[TASK BRIEF] Lay out every line of the material below as a numbered list, skipping blank lines and leaving out the pictures.

───

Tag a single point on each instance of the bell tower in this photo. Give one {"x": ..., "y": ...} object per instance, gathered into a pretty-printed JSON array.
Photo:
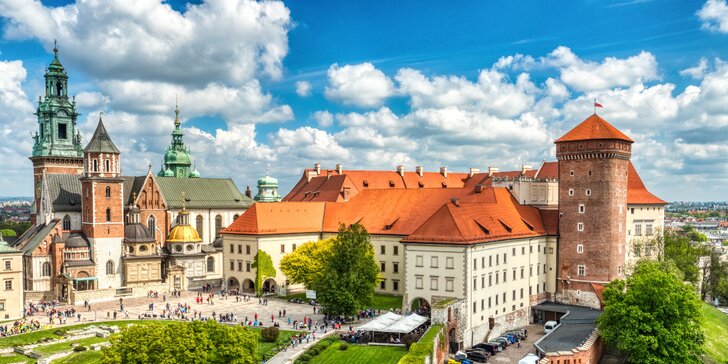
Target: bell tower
[
  {"x": 57, "y": 142},
  {"x": 593, "y": 164},
  {"x": 102, "y": 212}
]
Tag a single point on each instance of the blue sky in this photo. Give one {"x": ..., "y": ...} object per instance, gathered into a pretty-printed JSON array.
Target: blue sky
[{"x": 376, "y": 84}]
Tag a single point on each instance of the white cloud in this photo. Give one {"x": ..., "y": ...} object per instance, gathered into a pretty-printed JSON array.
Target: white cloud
[
  {"x": 215, "y": 41},
  {"x": 360, "y": 85},
  {"x": 714, "y": 15},
  {"x": 303, "y": 88},
  {"x": 324, "y": 118}
]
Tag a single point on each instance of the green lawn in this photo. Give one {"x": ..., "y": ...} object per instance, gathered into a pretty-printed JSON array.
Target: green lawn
[
  {"x": 359, "y": 354},
  {"x": 84, "y": 357},
  {"x": 715, "y": 327}
]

───

[FINAL RESULT]
1. Tag a single point on each instance of the bell tower in this photo. Give one {"x": ..., "y": ...} object per instance, gathered into a pretty-printed JSON array.
2. Photo:
3. Target: bell tower
4. [
5.   {"x": 57, "y": 142},
6.   {"x": 593, "y": 164},
7.   {"x": 102, "y": 212}
8. ]
9. Tag a single point on each instance of the blue sky in this photo. Give one {"x": ..., "y": ...} object per instance, gathered into a pretty-printed JSON array.
10. Target: blue sky
11. [{"x": 376, "y": 84}]
12. Tag a single point on each instance of the white cloud in this photo. Give one {"x": ..., "y": ...} object per instance, gathered into a pretty-printed JSON array.
13. Target: white cloud
14. [
15.   {"x": 215, "y": 41},
16.   {"x": 360, "y": 85},
17.   {"x": 714, "y": 15},
18.   {"x": 303, "y": 88},
19.   {"x": 324, "y": 118}
20. ]
21. Tag a single point on each instance of the green lawn in this photo. Give one {"x": ..., "y": ...} object per instance, gathered into a pretty-printed JSON array.
22. Target: green lawn
23. [
24.   {"x": 359, "y": 354},
25.   {"x": 84, "y": 357},
26.   {"x": 715, "y": 327}
27. ]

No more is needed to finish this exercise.